**WHAT YOU ARE ASKED TO DO:** Locate each line in the records that contains the word "blue" and copy those lines.

- - - - - - -

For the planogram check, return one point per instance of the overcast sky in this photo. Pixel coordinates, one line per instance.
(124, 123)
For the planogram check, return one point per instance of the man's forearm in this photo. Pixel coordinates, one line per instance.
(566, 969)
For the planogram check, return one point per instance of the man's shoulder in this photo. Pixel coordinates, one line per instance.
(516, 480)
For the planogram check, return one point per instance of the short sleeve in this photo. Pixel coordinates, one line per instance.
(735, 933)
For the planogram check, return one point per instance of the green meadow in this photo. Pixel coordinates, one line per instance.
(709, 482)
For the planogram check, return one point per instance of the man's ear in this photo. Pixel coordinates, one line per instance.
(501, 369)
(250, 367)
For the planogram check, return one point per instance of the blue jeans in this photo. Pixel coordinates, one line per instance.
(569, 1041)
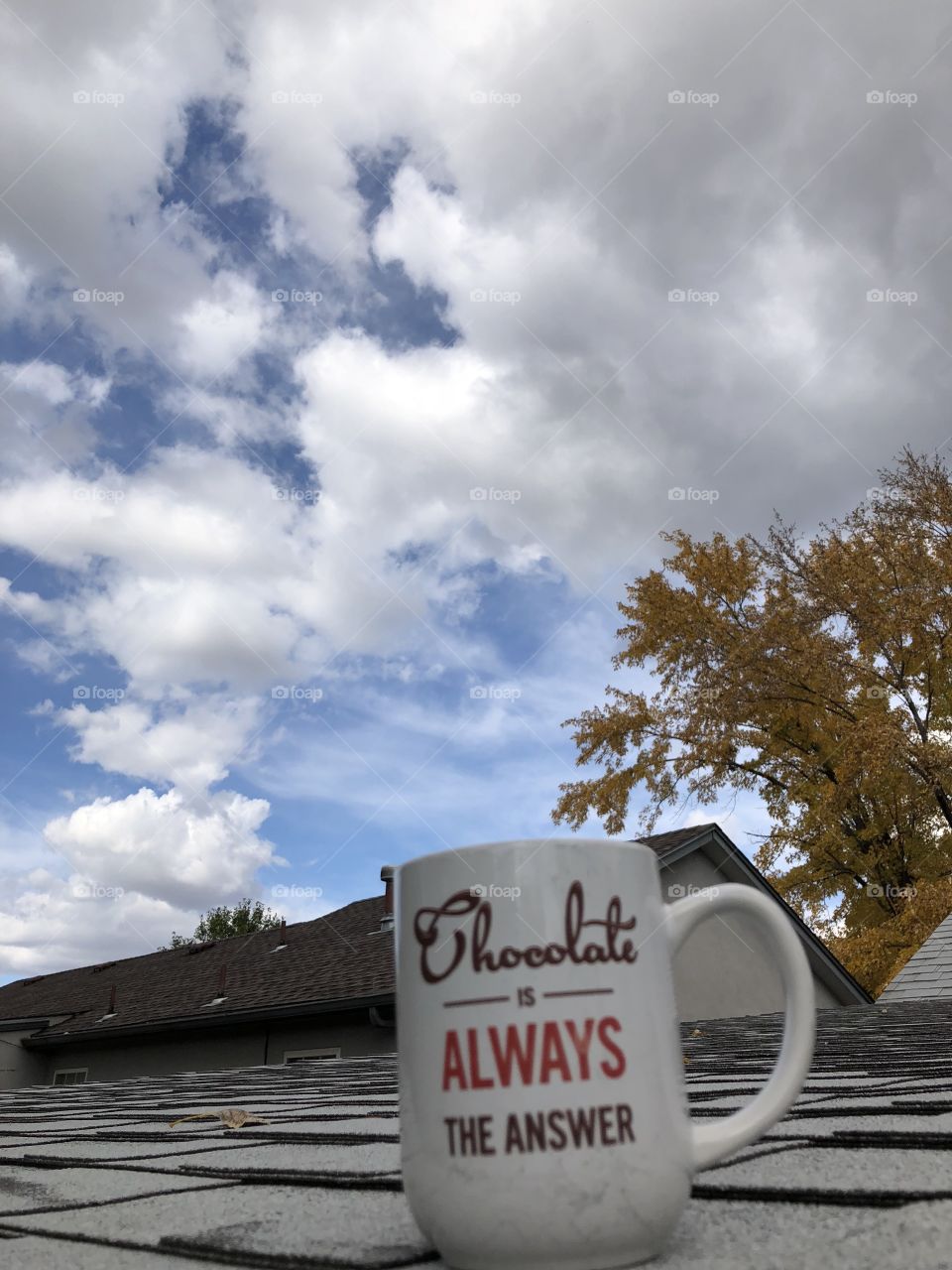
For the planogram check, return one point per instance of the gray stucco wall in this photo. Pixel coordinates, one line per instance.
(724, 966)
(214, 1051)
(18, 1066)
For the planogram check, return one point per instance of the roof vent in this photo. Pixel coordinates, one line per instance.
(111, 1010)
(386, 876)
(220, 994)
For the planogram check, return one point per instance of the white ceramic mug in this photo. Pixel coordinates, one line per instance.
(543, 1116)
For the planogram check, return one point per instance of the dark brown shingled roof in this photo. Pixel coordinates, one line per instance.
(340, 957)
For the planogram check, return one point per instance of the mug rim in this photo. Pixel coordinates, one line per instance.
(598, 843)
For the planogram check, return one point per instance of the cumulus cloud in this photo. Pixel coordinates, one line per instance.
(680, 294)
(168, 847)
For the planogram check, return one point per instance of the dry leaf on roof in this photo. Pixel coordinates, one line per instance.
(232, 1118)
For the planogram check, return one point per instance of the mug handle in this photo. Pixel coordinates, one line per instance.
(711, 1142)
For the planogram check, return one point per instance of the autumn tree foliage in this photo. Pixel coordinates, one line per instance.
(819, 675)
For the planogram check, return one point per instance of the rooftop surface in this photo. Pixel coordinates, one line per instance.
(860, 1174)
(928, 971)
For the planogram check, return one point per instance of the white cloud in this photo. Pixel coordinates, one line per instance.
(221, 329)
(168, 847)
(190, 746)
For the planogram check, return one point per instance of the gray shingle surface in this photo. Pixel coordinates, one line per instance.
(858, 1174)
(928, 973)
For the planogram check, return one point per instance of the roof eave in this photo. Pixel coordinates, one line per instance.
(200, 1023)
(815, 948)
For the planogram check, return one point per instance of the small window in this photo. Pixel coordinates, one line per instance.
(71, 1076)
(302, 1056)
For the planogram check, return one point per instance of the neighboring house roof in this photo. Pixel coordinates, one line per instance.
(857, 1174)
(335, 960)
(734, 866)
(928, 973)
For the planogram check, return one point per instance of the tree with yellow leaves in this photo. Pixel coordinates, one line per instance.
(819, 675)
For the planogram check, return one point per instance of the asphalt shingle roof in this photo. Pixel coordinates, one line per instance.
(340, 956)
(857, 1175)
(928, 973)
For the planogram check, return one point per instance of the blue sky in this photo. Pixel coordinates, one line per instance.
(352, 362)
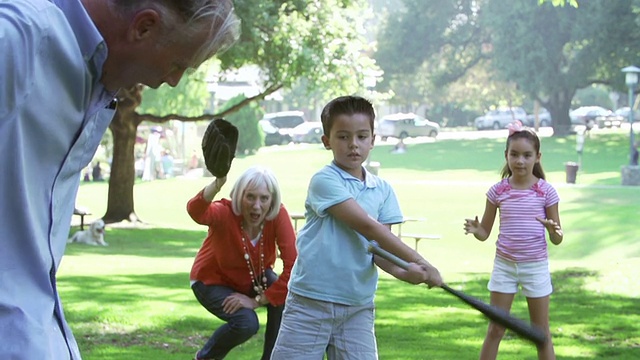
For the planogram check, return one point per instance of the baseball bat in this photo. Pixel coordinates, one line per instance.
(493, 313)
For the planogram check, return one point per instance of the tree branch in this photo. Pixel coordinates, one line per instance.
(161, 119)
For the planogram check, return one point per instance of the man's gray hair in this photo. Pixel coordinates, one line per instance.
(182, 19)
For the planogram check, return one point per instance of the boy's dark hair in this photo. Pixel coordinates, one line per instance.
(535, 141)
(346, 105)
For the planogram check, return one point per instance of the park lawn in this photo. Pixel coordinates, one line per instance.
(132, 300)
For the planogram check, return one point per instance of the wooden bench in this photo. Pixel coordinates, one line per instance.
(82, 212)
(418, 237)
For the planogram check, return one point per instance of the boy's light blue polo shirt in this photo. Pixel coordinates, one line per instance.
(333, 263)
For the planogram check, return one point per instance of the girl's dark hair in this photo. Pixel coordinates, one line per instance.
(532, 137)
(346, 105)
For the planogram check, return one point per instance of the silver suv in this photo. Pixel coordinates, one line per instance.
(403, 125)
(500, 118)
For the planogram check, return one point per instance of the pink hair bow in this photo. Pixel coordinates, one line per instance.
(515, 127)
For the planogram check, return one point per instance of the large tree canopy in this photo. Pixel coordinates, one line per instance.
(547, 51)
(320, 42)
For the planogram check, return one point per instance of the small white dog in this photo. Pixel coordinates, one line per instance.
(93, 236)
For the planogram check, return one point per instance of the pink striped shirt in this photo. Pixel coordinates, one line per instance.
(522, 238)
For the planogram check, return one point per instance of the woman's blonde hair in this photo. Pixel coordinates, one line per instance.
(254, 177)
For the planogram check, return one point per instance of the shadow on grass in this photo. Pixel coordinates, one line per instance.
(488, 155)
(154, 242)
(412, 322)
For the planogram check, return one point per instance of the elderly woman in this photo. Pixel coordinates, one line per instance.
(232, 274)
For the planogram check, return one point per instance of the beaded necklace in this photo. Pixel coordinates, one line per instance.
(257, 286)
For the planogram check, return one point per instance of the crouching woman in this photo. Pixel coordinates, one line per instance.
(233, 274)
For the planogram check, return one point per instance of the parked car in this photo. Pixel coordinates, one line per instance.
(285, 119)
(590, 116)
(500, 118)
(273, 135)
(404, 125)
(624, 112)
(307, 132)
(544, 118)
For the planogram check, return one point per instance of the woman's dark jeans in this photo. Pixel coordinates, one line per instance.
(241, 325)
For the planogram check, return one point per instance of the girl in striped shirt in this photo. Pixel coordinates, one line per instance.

- - - - - - -

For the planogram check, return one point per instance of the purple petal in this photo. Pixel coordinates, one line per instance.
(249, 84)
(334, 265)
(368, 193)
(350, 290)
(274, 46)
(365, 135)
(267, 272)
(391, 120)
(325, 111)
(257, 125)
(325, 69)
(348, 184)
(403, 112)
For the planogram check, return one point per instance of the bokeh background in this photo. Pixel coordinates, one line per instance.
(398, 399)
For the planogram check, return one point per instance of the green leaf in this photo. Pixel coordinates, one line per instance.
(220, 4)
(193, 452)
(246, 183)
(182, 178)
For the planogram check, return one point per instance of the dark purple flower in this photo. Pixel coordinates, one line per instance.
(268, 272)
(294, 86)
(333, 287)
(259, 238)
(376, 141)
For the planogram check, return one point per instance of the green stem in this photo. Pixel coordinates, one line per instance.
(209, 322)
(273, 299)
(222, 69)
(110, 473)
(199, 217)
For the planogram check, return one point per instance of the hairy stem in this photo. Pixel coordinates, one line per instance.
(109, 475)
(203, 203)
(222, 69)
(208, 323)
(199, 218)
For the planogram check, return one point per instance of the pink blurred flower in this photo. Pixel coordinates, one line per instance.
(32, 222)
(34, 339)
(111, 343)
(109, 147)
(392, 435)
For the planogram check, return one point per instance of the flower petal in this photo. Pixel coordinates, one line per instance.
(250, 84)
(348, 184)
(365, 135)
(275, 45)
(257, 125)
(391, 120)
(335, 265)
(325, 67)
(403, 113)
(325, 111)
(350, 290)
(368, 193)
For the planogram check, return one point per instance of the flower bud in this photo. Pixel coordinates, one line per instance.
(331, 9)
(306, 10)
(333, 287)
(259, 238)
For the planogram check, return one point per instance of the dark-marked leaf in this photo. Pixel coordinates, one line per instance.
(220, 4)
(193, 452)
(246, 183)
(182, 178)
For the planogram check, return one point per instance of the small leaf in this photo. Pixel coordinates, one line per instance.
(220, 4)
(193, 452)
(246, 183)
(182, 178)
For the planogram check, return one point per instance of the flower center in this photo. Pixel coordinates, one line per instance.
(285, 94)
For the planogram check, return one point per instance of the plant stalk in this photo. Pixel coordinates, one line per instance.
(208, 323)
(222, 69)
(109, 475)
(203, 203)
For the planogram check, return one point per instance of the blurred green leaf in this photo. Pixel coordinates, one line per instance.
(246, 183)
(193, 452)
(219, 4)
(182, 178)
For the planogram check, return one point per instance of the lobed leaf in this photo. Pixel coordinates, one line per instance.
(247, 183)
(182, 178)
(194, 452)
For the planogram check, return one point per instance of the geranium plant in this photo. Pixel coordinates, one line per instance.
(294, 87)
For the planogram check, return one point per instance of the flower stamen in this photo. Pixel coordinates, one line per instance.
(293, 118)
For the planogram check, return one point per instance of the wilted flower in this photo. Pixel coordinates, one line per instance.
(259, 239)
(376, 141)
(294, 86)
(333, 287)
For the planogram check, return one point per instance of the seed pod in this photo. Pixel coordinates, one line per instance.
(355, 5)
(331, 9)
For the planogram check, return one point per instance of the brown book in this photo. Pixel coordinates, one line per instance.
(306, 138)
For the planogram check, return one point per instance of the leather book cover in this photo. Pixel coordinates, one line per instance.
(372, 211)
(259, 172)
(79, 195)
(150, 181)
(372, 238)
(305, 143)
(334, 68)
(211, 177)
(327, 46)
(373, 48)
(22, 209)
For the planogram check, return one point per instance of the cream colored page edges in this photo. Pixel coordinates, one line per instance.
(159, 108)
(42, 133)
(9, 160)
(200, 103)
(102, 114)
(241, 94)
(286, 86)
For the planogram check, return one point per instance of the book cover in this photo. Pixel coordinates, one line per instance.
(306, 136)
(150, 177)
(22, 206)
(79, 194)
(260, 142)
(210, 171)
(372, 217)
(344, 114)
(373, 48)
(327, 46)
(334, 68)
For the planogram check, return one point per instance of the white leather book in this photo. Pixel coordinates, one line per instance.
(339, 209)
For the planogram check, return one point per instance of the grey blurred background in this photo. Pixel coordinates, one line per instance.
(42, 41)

- - - - - - -

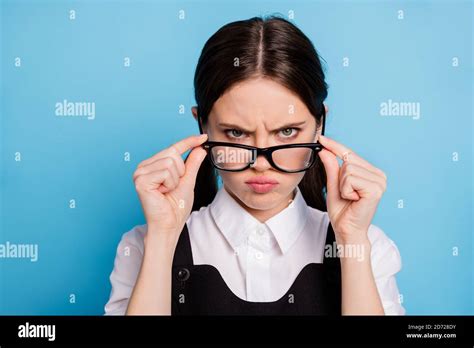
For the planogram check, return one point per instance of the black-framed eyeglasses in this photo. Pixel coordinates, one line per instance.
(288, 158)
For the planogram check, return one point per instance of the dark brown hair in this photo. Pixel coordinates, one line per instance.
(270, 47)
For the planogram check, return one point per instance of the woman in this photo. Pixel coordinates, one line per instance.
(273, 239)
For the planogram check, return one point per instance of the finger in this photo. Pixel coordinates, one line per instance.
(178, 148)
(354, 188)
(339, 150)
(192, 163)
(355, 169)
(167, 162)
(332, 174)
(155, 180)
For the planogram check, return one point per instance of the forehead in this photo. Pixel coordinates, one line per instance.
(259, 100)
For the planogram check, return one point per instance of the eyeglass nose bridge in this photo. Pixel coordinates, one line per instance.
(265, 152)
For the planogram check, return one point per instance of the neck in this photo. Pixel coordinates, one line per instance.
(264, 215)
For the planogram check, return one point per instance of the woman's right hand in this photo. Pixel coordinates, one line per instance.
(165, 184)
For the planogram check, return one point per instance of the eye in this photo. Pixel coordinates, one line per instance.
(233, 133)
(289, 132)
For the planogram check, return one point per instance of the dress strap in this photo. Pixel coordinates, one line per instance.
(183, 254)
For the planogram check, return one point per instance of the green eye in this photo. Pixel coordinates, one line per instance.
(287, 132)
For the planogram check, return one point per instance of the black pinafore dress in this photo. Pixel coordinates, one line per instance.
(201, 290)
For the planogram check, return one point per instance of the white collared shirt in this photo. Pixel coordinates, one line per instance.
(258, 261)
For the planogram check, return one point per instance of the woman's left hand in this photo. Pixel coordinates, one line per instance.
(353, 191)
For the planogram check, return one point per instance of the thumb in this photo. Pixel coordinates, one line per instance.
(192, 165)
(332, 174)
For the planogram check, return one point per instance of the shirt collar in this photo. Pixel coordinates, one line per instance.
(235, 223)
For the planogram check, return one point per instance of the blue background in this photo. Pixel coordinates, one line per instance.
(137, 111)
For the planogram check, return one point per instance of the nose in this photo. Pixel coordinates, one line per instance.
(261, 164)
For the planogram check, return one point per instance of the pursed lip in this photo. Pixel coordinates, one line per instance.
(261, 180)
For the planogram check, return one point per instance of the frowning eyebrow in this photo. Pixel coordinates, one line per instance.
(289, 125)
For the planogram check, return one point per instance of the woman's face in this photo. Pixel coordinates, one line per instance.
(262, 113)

- - - - - - -

**THE REPLY:**
For the planogram check, return one point per instance of the blue jeans in this photo. Pixel coordinates, one line per instance.
For the planogram check, return one point per instance of the blue sky in this photo. Pixel coordinates, one line per instance.
For the planogram check, return one point per instance of the boy's light blue polo shirt in this photo. Pixel coordinates, one line per instance.
For the planogram check, return one point per instance of the blue background in this photo. Pixel coordinates, one line per instance.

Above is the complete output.